Extrait source
--------------------------------
Heureusement, et on ne s'était pas trop trompé là-dessus, Brad Anderson va mener sa barque de manière efficace, ricochant plutôt habilement entre toutes les hypothèses envisagées pour donner un rythme soutenu à l'ensemble. Alors oui, en tant que héros seul envers et contre tous, le personnage de Ray va parfois prendre des décisions irrationnelles qui ne vont pas arranger ses affaires, une ficelle bien pratique pour faire avancer l'intrigue, mais "Fractured" a la bonne idée de toujours rester au plus près de sa vision des choses, de faire des maux qui le rongent des points de bascule entre le réel et peut-être ce qui ne l'est pas dans le but de rendre la frontière les séparant de plus en plus étanche.
Bien secondé par un Sam Worthington convaincant dans toutes les tergiversations qu'implique un tel rôle, Brad Anderson a l'air de savoir que sa proposition aura du mal à passer pour originale et que lui-même a déjà emprunté des sentiers similaires par le passé mais il la délivre avec savoir-faire et, en plaçant comme très souvent la souffrance humaine au centre de ses préoccupations, il parvient à la rendre un minimum pertinente.
À l'image de la révélation finale qui s'inscrit de manière cohérente avec tout ce qui l'a précédé sans toutefois créer un vrai effet de surprise, "Fractured" est un thriller suffisamment honnête afin de se laisser suivre sans réel déplaisir mais l'offre globale qu'il représente n'a hélas plus grand chose de neuf à proposer pour se renouveler ni même se démarquer.
--------------------------------
Données de détection d'objets:
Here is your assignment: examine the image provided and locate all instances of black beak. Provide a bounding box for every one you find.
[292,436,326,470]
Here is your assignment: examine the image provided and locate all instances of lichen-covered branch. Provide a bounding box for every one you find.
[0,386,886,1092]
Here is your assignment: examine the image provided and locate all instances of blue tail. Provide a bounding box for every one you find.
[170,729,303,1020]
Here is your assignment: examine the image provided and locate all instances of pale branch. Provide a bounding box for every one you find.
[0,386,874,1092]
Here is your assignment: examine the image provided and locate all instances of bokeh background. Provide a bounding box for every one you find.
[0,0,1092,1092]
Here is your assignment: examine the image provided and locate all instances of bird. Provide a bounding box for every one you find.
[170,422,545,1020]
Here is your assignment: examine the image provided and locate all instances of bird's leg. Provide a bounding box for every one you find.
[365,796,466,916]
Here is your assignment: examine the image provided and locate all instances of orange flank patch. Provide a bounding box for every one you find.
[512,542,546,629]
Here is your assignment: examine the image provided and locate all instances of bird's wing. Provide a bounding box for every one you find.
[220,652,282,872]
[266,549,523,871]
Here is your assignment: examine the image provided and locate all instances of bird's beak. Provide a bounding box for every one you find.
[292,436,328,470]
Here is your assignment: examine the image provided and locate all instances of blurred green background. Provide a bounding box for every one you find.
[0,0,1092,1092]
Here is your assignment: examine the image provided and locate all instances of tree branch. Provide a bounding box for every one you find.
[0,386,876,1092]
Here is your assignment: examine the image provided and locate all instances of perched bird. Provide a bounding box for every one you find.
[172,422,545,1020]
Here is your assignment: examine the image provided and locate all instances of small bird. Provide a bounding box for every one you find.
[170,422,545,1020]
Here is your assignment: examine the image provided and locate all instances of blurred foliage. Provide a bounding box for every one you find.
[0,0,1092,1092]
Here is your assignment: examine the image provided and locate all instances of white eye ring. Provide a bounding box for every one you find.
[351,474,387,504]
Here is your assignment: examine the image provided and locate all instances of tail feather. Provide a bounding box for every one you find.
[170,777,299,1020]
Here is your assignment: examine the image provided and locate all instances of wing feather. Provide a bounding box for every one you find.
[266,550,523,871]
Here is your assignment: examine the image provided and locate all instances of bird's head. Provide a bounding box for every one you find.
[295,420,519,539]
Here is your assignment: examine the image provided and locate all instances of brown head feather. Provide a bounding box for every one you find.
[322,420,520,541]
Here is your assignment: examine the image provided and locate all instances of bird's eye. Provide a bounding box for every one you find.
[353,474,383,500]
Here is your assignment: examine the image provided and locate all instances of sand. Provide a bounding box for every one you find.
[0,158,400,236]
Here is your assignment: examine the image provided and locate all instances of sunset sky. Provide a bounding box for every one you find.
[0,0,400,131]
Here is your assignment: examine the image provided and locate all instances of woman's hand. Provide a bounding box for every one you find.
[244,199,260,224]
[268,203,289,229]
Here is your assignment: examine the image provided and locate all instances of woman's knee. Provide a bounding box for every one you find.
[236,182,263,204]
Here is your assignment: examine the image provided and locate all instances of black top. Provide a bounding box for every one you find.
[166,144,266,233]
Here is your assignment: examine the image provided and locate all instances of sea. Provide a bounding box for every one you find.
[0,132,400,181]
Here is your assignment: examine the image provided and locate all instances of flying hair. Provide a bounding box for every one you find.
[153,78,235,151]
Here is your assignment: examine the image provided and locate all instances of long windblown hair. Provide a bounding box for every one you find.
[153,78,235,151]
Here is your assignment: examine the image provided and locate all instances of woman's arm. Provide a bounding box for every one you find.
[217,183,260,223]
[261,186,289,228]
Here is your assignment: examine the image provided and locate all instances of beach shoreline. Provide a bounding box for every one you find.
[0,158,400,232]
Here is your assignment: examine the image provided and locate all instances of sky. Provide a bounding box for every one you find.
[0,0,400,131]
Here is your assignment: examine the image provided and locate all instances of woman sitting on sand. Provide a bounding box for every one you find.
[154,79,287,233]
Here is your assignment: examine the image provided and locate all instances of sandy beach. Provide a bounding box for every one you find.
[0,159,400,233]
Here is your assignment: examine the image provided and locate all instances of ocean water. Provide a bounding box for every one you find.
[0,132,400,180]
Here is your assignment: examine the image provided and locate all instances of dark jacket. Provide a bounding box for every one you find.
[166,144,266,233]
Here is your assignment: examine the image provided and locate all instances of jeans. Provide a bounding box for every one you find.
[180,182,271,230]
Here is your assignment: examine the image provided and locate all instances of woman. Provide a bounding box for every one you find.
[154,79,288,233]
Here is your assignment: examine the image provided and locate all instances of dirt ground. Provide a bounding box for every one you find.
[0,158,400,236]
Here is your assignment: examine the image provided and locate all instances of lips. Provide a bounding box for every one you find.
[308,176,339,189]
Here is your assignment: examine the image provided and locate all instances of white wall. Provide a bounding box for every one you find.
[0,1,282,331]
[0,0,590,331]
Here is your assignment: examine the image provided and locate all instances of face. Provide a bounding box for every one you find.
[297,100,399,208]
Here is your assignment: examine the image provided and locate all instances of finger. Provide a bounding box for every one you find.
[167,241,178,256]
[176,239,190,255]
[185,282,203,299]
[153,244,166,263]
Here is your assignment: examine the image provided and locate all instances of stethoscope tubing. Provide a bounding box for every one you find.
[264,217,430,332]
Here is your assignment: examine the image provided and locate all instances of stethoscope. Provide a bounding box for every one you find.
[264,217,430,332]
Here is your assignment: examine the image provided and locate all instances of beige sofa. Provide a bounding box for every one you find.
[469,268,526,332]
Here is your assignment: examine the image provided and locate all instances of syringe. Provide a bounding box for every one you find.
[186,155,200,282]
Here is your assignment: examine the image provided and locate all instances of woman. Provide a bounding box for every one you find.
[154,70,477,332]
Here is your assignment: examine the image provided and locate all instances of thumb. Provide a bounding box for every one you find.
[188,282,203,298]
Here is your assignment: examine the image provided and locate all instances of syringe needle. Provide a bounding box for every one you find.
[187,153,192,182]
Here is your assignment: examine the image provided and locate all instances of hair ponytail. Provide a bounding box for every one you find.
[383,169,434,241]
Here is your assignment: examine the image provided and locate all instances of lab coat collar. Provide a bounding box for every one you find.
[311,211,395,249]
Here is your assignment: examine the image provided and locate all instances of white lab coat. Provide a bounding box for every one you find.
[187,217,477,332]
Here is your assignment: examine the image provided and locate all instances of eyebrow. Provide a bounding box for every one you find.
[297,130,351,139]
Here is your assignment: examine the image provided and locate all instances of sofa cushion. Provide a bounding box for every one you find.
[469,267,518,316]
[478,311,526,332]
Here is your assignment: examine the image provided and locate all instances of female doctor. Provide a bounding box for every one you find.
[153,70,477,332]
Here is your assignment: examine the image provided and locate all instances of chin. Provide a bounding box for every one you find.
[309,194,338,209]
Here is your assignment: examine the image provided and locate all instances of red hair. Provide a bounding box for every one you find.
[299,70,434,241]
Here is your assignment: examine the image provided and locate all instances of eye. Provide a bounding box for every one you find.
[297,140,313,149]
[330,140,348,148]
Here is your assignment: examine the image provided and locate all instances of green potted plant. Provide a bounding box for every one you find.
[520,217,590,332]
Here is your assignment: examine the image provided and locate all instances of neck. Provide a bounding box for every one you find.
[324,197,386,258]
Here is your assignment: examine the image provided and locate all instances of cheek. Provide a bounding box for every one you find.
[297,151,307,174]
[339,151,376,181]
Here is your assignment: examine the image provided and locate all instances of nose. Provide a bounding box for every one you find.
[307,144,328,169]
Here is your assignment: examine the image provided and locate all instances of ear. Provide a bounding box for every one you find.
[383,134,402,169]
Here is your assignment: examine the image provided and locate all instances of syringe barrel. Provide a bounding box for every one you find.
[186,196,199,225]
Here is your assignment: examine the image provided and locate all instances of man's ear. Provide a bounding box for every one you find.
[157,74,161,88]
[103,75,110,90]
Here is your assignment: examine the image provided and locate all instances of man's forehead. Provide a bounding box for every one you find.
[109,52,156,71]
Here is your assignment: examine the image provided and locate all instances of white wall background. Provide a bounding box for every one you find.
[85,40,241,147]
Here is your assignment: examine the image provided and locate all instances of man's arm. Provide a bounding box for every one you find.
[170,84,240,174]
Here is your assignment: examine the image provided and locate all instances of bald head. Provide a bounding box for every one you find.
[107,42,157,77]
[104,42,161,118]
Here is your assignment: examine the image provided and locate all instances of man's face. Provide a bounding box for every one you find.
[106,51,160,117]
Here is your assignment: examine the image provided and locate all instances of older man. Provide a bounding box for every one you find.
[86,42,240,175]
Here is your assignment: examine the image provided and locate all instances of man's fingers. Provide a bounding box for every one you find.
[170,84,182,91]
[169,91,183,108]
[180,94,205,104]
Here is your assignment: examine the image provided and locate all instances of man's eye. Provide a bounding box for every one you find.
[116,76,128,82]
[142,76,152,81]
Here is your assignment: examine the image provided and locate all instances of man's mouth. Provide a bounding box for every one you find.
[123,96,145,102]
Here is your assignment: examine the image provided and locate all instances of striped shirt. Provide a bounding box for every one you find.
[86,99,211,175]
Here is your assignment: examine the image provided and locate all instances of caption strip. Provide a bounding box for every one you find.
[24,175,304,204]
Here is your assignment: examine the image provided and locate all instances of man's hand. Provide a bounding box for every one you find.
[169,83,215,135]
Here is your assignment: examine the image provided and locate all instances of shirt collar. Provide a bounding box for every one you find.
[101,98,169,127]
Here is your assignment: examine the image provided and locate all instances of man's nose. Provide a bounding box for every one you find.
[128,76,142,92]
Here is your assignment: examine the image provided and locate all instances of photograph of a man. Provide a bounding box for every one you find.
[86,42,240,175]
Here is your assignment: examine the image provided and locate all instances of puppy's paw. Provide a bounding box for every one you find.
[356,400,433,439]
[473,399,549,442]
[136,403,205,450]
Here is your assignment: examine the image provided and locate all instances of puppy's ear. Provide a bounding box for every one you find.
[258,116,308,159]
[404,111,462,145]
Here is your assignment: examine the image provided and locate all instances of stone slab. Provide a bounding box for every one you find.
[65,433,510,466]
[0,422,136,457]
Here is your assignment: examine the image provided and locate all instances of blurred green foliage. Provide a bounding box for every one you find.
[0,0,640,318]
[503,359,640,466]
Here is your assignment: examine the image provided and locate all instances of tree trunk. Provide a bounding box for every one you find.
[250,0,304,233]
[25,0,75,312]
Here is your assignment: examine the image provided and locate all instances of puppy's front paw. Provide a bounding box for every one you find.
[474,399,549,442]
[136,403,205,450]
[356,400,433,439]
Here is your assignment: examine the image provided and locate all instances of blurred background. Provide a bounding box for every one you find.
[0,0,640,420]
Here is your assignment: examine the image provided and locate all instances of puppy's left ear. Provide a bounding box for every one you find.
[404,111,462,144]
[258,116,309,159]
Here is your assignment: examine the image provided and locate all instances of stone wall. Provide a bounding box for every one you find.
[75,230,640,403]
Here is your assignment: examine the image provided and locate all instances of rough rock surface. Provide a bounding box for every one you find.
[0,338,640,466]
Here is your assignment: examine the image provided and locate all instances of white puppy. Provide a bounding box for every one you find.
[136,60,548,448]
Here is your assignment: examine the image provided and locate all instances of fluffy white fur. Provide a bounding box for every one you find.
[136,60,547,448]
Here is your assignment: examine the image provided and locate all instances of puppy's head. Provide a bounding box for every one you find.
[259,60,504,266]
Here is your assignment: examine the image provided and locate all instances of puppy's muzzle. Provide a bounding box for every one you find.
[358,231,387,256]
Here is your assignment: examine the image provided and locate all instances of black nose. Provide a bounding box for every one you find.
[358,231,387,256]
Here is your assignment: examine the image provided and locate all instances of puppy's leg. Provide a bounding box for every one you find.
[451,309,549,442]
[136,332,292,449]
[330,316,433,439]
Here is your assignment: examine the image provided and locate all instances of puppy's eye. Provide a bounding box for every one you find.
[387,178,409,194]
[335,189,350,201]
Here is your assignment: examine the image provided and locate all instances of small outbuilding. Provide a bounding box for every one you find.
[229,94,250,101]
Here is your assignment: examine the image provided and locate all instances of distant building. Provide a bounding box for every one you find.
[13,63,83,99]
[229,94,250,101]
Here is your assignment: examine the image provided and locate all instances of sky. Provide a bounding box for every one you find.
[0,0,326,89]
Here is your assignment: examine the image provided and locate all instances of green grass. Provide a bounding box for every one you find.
--------------------------------
Votre objectif
Pouvez-vous reproduire fidèlement le passage de la critique de « Fractured » qui va de « Bien secondé par » jusqu'à « même se démarquer. » ?

Résultat obtenu
Bien secondé par un Sam Worthington convaincant dans toutes les tergiversations qu'implique un tel rôle, Brad Anderson a l'air de savoir que sa proposition aura du mal à passer pour originale et que lui-même a déjà emprunté des sentiers similaires par le passé mais il la délivre avec savoir-faire et, en plaçant comme très souvent la souffrance humaine au centre de ses préoccupations, il parvient à la rendre un minimum pertinente.
À l'image de la révélation finale qui s'inscrit de manière cohérente avec tout ce qui l'a précédé sans toutefois créer un vrai effet de surprise, "Fractured" est un thriller suffisamment honnête afin de se laisser suivre sans réel déplaisir mais l'offre globale qu'il représente n'a hélas plus grand chose de neuf à proposer pour se renouveler ni même se démarquer.